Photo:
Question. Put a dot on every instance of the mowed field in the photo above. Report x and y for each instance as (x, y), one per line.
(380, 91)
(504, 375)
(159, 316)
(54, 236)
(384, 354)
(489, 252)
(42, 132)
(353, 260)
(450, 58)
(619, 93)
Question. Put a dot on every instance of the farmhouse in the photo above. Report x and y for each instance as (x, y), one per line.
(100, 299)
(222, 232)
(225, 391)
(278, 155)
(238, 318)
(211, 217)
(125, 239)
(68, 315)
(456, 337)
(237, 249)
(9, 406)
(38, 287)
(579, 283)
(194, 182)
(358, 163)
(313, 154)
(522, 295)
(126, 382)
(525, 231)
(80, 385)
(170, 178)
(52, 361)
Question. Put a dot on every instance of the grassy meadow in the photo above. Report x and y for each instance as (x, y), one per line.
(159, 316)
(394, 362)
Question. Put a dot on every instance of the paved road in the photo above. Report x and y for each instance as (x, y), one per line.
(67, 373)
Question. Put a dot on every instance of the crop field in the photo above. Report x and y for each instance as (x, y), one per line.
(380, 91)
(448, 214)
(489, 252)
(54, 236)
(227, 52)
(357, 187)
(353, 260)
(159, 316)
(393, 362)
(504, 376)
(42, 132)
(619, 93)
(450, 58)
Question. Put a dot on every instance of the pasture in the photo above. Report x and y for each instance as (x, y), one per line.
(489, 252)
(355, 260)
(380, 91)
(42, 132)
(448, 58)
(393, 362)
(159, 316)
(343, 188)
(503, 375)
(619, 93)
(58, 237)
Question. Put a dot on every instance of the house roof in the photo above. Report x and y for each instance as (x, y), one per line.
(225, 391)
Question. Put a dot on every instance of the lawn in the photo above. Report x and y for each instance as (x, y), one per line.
-*-*-
* _The task_: Turn the listing above into a numbered list with one entry per line, and leave out any blank lines.

* _Response below_:
1. Photo:
2. Question. Put a dot on every instance of the mowed field in the photo above. Report x and y for each instance as (x, y), one per line.
3. (380, 91)
4. (504, 375)
5. (159, 316)
6. (54, 236)
7. (384, 354)
8. (489, 252)
9. (42, 132)
10. (353, 260)
11. (450, 58)
12. (619, 93)
13. Question. Put a dot on every instance of the farmhouse in the photo above. Report x and y for each instance as (x, y), one per line.
14. (100, 299)
15. (222, 232)
16. (225, 391)
17. (278, 155)
18. (238, 318)
19. (211, 217)
20. (125, 239)
21. (68, 315)
22. (456, 337)
23. (237, 249)
24. (9, 406)
25. (38, 287)
26. (579, 283)
27. (194, 182)
28. (358, 163)
29. (313, 154)
30. (522, 295)
31. (126, 382)
32. (525, 231)
33. (80, 385)
34. (170, 178)
35. (52, 361)
36. Question. Put a dot on every instance of the grassy meadow in the photo above. Report x and y for each instance as (x, y), one per line.
37. (159, 316)
38. (394, 362)
39. Question. Put a dot on every instance of the paved road in the photo above. Report x and y for each instance as (x, y), one per line.
40. (67, 373)
41. Question. Put a dot on every instance of the crop field in the photo above. Report x and y for each instance as (x, y), one per line.
42. (380, 91)
43. (448, 214)
44. (489, 252)
45. (54, 236)
46. (227, 52)
47. (357, 187)
48. (353, 260)
49. (159, 316)
50. (393, 362)
51. (504, 376)
52. (42, 132)
53. (619, 93)
54. (450, 58)
55. Question. Put a dot on every instance of the pasture in the photo above. Report x and y for each instance as (x, y), one per line.
56. (489, 252)
57. (355, 260)
58. (380, 91)
59. (42, 132)
60. (448, 58)
61. (393, 362)
62. (159, 316)
63. (343, 188)
64. (503, 375)
65. (619, 93)
66. (58, 237)
67. Question. Put a dot on every instance of the house roof in the photo above. Report x and y for each instance as (x, y), one per line.
68. (225, 391)
69. Question. Put a dot on every instance of the lawn in the photo above. Report x and y for each instance as (x, y), one per line.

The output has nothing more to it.